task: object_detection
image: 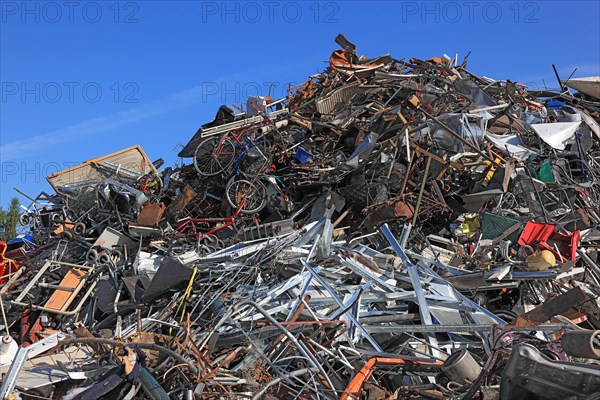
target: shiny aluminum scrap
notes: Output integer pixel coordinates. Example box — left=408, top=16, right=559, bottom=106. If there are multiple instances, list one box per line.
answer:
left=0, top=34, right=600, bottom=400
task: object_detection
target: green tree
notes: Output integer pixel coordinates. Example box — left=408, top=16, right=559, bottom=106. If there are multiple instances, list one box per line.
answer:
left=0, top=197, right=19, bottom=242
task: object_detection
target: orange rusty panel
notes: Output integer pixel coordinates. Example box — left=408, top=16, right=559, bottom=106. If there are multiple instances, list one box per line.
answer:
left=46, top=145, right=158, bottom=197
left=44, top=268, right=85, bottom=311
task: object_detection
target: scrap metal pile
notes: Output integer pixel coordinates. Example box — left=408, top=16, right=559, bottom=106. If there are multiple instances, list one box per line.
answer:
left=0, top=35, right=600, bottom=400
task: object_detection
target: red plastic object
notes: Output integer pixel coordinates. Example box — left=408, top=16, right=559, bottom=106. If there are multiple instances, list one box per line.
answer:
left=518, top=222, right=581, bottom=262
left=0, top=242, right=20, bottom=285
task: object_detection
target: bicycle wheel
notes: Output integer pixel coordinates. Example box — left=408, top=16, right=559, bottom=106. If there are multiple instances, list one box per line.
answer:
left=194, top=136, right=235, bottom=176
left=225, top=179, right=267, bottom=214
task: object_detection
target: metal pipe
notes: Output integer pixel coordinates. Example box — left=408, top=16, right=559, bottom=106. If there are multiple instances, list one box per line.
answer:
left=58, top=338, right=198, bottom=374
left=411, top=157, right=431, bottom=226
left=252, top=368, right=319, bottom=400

┄┄┄┄┄┄┄┄┄┄┄┄┄┄┄┄┄┄┄┄

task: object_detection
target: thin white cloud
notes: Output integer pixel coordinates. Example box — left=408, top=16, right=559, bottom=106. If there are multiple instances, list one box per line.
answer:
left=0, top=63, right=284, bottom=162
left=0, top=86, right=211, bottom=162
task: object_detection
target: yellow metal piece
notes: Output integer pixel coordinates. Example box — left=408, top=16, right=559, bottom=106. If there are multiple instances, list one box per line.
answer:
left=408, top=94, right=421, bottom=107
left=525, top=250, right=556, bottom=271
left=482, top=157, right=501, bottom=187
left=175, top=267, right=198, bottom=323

┄┄┄┄┄┄┄┄┄┄┄┄┄┄┄┄┄┄┄┄

_Description of the task_
Identify and copy each line in the data that contains the string "target".

_Answer in full_
target: shiny aluminum scrap
target: green tree
target: orange rusty panel
target: scrap metal pile
target: red plastic object
target: bicycle wheel
target: metal pipe
target: thin white cloud
target: yellow metal piece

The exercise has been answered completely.